(Collection entries)
#####
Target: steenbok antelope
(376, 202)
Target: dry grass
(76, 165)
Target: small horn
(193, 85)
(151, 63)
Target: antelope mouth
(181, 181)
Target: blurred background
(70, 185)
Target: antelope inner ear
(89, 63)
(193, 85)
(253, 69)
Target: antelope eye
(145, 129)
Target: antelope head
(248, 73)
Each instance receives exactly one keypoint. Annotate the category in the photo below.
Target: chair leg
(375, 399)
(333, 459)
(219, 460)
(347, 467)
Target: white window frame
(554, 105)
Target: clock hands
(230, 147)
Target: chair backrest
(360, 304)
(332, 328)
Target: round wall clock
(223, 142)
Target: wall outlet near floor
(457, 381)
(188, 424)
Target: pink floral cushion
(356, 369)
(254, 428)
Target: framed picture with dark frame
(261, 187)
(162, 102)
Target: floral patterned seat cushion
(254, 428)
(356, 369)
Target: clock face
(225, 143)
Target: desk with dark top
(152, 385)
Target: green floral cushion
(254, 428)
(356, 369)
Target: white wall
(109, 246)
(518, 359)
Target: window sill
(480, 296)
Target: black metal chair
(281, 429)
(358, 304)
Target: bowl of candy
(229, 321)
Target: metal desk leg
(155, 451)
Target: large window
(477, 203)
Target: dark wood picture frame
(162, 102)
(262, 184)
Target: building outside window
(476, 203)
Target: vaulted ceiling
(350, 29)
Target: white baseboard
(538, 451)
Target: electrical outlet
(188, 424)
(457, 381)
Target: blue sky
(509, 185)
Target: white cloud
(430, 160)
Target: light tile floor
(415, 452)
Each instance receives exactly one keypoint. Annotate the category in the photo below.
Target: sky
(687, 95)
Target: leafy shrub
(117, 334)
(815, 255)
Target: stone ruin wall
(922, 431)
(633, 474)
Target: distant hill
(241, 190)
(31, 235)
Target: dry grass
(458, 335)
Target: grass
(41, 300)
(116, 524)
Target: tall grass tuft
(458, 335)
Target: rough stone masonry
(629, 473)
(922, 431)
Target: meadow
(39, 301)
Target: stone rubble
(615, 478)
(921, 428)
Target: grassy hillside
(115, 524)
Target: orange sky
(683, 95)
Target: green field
#####
REQUIRED TASK: Copy out the stretch of the material from the line containing "Target: grassy hillside" through its end, keeping every line and shifting each coordinate pair by adding 81 to both of its numbers.

SOLUTION FOR THIS EXERCISE:
Target: grassy hillside
(196, 605)
Target: orange sky
(764, 176)
Target: green field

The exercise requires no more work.